EXERCISE DIRECTIONS: Continue the piece about UPMC workers and the planned strike from where it stops.
── EXCERPT ──
Over the years, UPMC and its hospitals have been charged with 150 violations of workers’ rights by the NLRB. In fact the unlawful terminations cited in the August 27th decision, which is known as UPMC II, date back to 2013. Think about what that means for the people who lost their jobs, for daring to believe that they and their co-workers were entitled to a reliable pathway to the middle class.

That’s five years of lost wages, five years of waiting in limbo, five years of having your humanity denied by the biggest employer in Pennsylvania. I watched those men, who were my coworkers, fired because they dared to dream big, and I have watched them and their families struggle after losing their main source of income. I owe it to them to strike on Thursday.

The NLRB decision in August requires UPMC hospitals to remedy all violations of workers’ rights, including restoring fired workers to their positions with back pay, rewriting illegal policies that prevent us from organizing, and to read a statement of workers’ rights aloud to every employee. But instead of apologizing and getting down to work, UPMC is again choosing to object and appeal.

Pittsburghers are steeped in the history of the steelworkers who formed their union to turn dangerous, underpaid work into a good living, safer working conditions, and a voice in politics. We need to do the same with eds and meds. In a city with so little authority over wages, workplace safety, or patient care standards, we need the collective power of the union to ensure that caregivers have a real and protected voice in the workplace.
───
── MATERIAL PROVIDED ──
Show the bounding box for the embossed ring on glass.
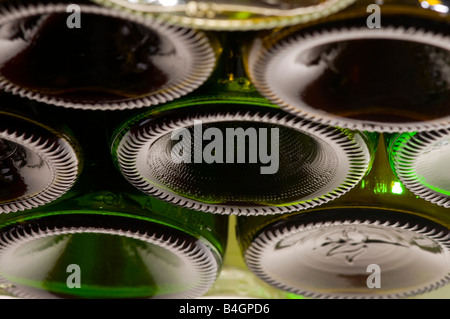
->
[246,0,450,132]
[112,79,373,215]
[0,94,83,213]
[237,135,450,299]
[0,0,220,110]
[389,129,450,208]
[94,0,355,31]
[0,108,228,299]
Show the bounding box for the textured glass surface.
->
[246,208,450,298]
[95,0,355,30]
[0,5,215,110]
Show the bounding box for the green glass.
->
[0,106,228,299]
[0,0,220,110]
[246,0,450,132]
[387,128,450,208]
[237,137,450,299]
[0,93,83,213]
[94,0,355,31]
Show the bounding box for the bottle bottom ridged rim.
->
[248,24,450,133]
[0,3,216,110]
[0,114,81,213]
[245,208,450,299]
[113,101,371,215]
[390,129,450,208]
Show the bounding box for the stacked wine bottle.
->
[0,0,450,298]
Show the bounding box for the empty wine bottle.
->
[94,0,355,31]
[237,138,450,298]
[0,0,220,110]
[247,0,450,132]
[387,128,450,208]
[0,107,228,299]
[112,37,372,215]
[0,94,83,213]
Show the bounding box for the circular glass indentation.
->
[389,129,450,207]
[0,4,216,110]
[249,21,450,132]
[0,114,80,213]
[94,0,355,31]
[245,208,450,298]
[0,214,220,299]
[114,104,371,215]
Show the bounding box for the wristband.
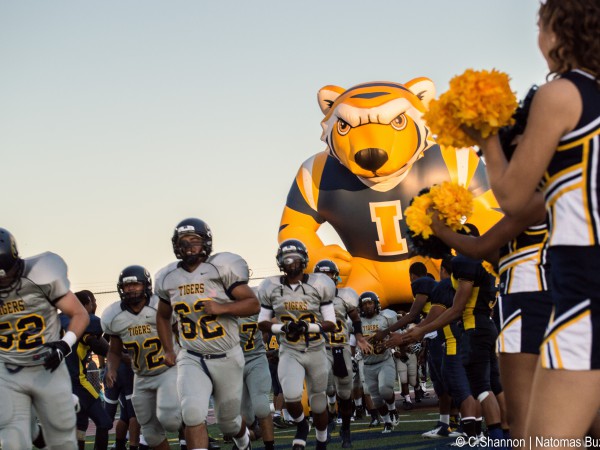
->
[271,323,283,334]
[308,323,323,333]
[62,331,77,348]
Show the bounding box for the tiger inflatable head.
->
[318,77,435,182]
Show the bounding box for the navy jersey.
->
[452,255,496,330]
[429,278,460,355]
[58,314,102,398]
[542,70,600,247]
[410,276,437,314]
[286,145,489,262]
[498,224,548,295]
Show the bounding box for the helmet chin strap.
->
[0,258,25,306]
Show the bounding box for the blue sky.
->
[0,0,546,298]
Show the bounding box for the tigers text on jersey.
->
[410,276,437,315]
[361,314,396,364]
[452,255,496,330]
[327,288,358,347]
[542,70,600,246]
[239,314,267,361]
[258,273,335,350]
[498,224,548,295]
[155,253,249,354]
[286,145,489,262]
[0,252,70,366]
[102,296,168,376]
[429,278,461,355]
[58,314,102,392]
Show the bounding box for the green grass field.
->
[78,400,452,450]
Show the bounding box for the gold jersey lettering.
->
[369,200,408,256]
[283,302,308,311]
[0,300,25,314]
[178,283,204,295]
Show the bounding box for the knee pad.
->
[0,385,13,428]
[310,393,327,414]
[180,398,208,427]
[252,395,271,419]
[157,411,181,433]
[142,422,167,447]
[48,441,77,450]
[217,416,242,436]
[326,384,335,397]
[477,391,490,403]
[379,386,395,400]
[0,427,33,450]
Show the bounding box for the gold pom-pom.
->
[430,181,473,231]
[424,69,518,148]
[404,193,433,239]
[404,181,473,239]
[481,261,498,278]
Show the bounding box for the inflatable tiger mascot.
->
[278,78,501,308]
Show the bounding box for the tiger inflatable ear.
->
[404,77,435,108]
[317,85,346,114]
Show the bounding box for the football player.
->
[358,291,398,433]
[59,290,113,450]
[0,228,90,450]
[102,265,181,450]
[258,239,336,450]
[156,218,260,450]
[314,259,373,448]
[240,314,275,450]
[402,229,503,439]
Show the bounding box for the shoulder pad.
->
[338,288,358,311]
[154,261,179,291]
[379,309,398,322]
[146,294,160,309]
[23,252,69,286]
[206,252,250,281]
[100,301,123,334]
[85,314,102,336]
[308,273,335,302]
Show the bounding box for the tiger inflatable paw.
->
[278,77,500,307]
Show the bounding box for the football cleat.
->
[381,422,394,434]
[340,428,352,448]
[421,422,450,439]
[369,418,381,428]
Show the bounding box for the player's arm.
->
[105,335,123,388]
[474,79,583,215]
[394,279,473,347]
[204,283,260,317]
[43,291,90,372]
[431,206,546,264]
[81,334,109,357]
[348,309,373,355]
[370,294,429,342]
[156,298,177,367]
[55,291,90,347]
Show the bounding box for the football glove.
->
[281,320,308,342]
[44,340,71,372]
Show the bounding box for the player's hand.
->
[281,320,308,342]
[356,336,373,355]
[44,340,71,372]
[204,300,226,316]
[384,333,406,348]
[104,367,117,388]
[165,350,177,367]
[369,328,390,343]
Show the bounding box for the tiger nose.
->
[354,148,388,172]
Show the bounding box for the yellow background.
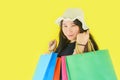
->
[0,0,120,80]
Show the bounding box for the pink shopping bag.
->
[62,56,68,80]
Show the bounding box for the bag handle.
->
[76,39,96,53]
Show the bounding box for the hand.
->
[48,40,57,51]
[76,30,89,45]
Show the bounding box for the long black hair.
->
[55,19,99,53]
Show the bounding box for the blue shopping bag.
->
[66,50,117,80]
[33,52,57,80]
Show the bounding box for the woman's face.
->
[62,20,80,41]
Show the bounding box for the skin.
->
[49,19,89,53]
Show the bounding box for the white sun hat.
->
[56,8,89,30]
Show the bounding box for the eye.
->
[72,24,76,27]
[63,25,67,27]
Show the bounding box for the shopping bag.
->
[53,57,61,80]
[61,56,68,80]
[66,50,117,80]
[33,52,57,80]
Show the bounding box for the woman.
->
[49,8,98,57]
[49,9,98,80]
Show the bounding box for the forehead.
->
[63,19,74,24]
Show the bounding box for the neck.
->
[70,40,76,43]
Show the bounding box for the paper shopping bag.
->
[62,56,68,80]
[33,52,57,80]
[66,50,117,80]
[53,57,61,80]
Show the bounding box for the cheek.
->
[73,27,80,35]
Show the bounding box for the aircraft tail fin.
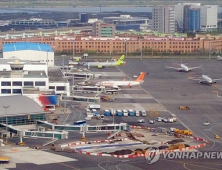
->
[136,72,145,82]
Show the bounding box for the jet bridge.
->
[36,120,129,133]
[0,123,68,143]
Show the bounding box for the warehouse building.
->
[2,42,54,67]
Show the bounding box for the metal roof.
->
[2,42,53,52]
[0,95,44,117]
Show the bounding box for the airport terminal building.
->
[2,42,54,67]
[0,96,46,126]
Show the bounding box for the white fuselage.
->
[202,75,214,84]
[180,64,190,71]
[88,61,117,67]
[96,81,143,87]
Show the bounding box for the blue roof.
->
[2,42,53,52]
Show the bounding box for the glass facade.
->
[1,89,11,94]
[1,81,11,86]
[35,81,45,86]
[12,81,22,86]
[189,9,200,31]
[12,89,22,94]
[24,81,33,87]
[0,113,45,125]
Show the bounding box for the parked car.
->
[104,109,111,116]
[137,119,145,123]
[156,117,163,122]
[123,109,128,116]
[163,118,168,123]
[167,118,173,123]
[203,121,210,126]
[149,120,155,124]
[141,110,146,117]
[116,110,123,116]
[100,115,104,119]
[135,110,140,117]
[128,109,135,116]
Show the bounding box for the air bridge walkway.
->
[36,120,129,133]
[0,120,129,142]
[0,123,68,142]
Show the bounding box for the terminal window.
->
[1,81,11,86]
[56,86,66,91]
[12,89,22,94]
[1,89,11,94]
[49,86,55,90]
[12,81,22,86]
[24,81,33,86]
[35,81,45,86]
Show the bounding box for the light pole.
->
[3,106,10,143]
[209,41,211,60]
[72,38,75,60]
[140,40,143,60]
[124,40,127,56]
[61,55,66,72]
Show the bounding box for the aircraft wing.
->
[189,66,201,70]
[191,79,205,81]
[166,66,182,71]
[112,86,119,89]
[213,78,222,81]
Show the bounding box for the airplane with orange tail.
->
[96,72,145,88]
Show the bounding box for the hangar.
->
[2,42,54,67]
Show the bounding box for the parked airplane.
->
[192,74,222,85]
[217,55,222,60]
[213,91,222,98]
[86,55,126,69]
[96,72,145,88]
[166,60,201,72]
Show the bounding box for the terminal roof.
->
[2,42,53,52]
[0,95,44,117]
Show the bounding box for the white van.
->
[141,110,146,117]
[135,110,140,117]
[88,104,100,109]
[123,109,128,116]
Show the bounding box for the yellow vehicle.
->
[215,135,220,139]
[0,157,9,164]
[179,106,190,110]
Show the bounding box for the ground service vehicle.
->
[0,157,9,164]
[179,106,190,110]
[116,110,123,116]
[74,120,86,126]
[149,120,155,124]
[203,121,210,126]
[137,119,145,123]
[105,89,118,94]
[100,96,114,102]
[171,114,177,122]
[136,110,140,117]
[92,109,98,115]
[128,109,135,116]
[104,110,111,116]
[156,117,163,122]
[123,109,128,116]
[88,104,100,109]
[141,110,146,117]
[174,129,193,136]
[215,135,220,139]
[168,118,173,123]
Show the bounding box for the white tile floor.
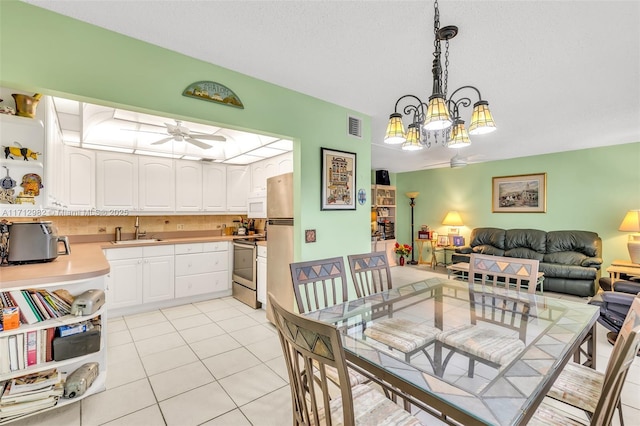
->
[13,266,640,426]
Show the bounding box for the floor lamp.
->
[404,192,420,265]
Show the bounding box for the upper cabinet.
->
[250,152,293,191]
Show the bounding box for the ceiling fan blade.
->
[151,136,173,145]
[185,136,211,149]
[189,132,227,142]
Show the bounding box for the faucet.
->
[133,216,147,240]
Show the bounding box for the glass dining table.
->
[306,278,598,425]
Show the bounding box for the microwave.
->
[247,190,267,219]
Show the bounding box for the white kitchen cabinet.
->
[175,160,203,212]
[227,166,251,212]
[138,156,176,212]
[202,164,227,212]
[175,241,231,298]
[256,246,267,309]
[60,146,96,211]
[96,152,138,211]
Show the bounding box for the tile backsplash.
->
[3,215,264,238]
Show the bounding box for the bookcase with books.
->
[0,276,107,424]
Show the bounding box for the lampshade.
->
[404,191,420,198]
[402,123,424,151]
[423,95,452,130]
[447,119,471,148]
[384,112,407,144]
[442,210,463,226]
[618,210,640,264]
[469,101,496,135]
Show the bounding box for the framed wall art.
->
[320,148,356,210]
[491,173,547,213]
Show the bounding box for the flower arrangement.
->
[395,243,411,256]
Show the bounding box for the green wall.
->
[0,0,371,260]
[396,142,640,268]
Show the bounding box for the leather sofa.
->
[452,228,602,297]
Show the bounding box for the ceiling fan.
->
[151,120,227,149]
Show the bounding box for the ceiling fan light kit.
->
[384,0,496,167]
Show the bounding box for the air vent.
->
[347,116,362,138]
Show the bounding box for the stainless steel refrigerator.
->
[267,173,294,322]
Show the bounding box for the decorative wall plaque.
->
[182,81,244,109]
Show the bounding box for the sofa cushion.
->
[504,247,544,261]
[469,228,505,251]
[473,244,504,256]
[547,231,600,257]
[544,251,587,266]
[504,229,547,253]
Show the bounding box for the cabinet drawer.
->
[105,247,142,260]
[142,245,173,257]
[202,241,229,251]
[175,271,231,298]
[176,252,229,277]
[176,243,202,254]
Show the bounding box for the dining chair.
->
[268,293,420,426]
[436,284,531,377]
[347,252,440,362]
[529,294,640,426]
[468,253,540,294]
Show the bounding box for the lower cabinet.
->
[106,245,175,309]
[175,241,231,298]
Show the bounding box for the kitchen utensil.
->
[0,166,16,189]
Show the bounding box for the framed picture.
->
[320,148,356,210]
[491,173,547,213]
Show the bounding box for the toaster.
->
[71,290,104,315]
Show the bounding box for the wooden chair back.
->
[469,253,540,294]
[268,293,355,426]
[347,251,392,297]
[591,293,640,426]
[290,257,348,314]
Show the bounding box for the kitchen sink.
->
[111,238,163,246]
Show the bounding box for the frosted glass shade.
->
[424,95,452,130]
[384,112,407,145]
[469,101,496,135]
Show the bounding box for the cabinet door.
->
[175,161,203,212]
[138,157,176,211]
[107,258,142,309]
[64,146,96,210]
[96,152,138,210]
[256,256,267,309]
[142,256,174,303]
[227,166,251,212]
[202,164,227,212]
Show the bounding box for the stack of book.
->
[0,288,71,324]
[0,368,64,422]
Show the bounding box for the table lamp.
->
[404,192,420,265]
[442,210,463,235]
[618,210,640,264]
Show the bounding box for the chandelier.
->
[384,0,496,151]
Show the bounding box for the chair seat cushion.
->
[547,362,604,413]
[364,318,440,353]
[318,385,421,426]
[438,324,524,365]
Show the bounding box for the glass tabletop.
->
[307,278,598,425]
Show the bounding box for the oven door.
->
[232,241,257,290]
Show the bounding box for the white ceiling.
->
[25,0,640,172]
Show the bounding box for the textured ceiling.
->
[22,0,640,172]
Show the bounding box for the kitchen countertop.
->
[0,234,262,291]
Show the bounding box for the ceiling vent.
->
[347,116,362,138]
───
RESPONSE BOX:
Delays, intimidation, firings, harassment, and fear – this is how UPMC tells workers that they don’t matter and that their hopes and aspirations count for nothing. They want workers to know that the law won’t protect us, that elected leaders won’t hold them accountable, and that we would do best to give up. We are striking this week to tell UPMC executives that far from giving up, we’re getting louder. We’re calling on elected leaders to use their strength to make it easier, not harder, for workers to join unions. And we are joining with our neighbors and communities to say enough is enough. No more delays from UPMC. No more turning the other way. And no more surrender of our city’s resources and land to private interests who refuse to involve us in decision making.

Decades of attacks on workers’ organizations by bosses and politicians have left our economy more unequal and precarious than it has been in decades. We cannot have a just economy if workers are barred from bargaining collectively. As workers in our country’s biggest industry and our state’s biggest employer, we know what our responsibility must be. We are asking you, our community, to join us Thursday in delivering a simple message to UPMC: Implement the NLRB’s orders, stop violating our rights, and allow a free and fair process for caregivers to form their union.

Christoria Hughes is a dietary technician at UPMC Presbyterian Hospital in Oakland.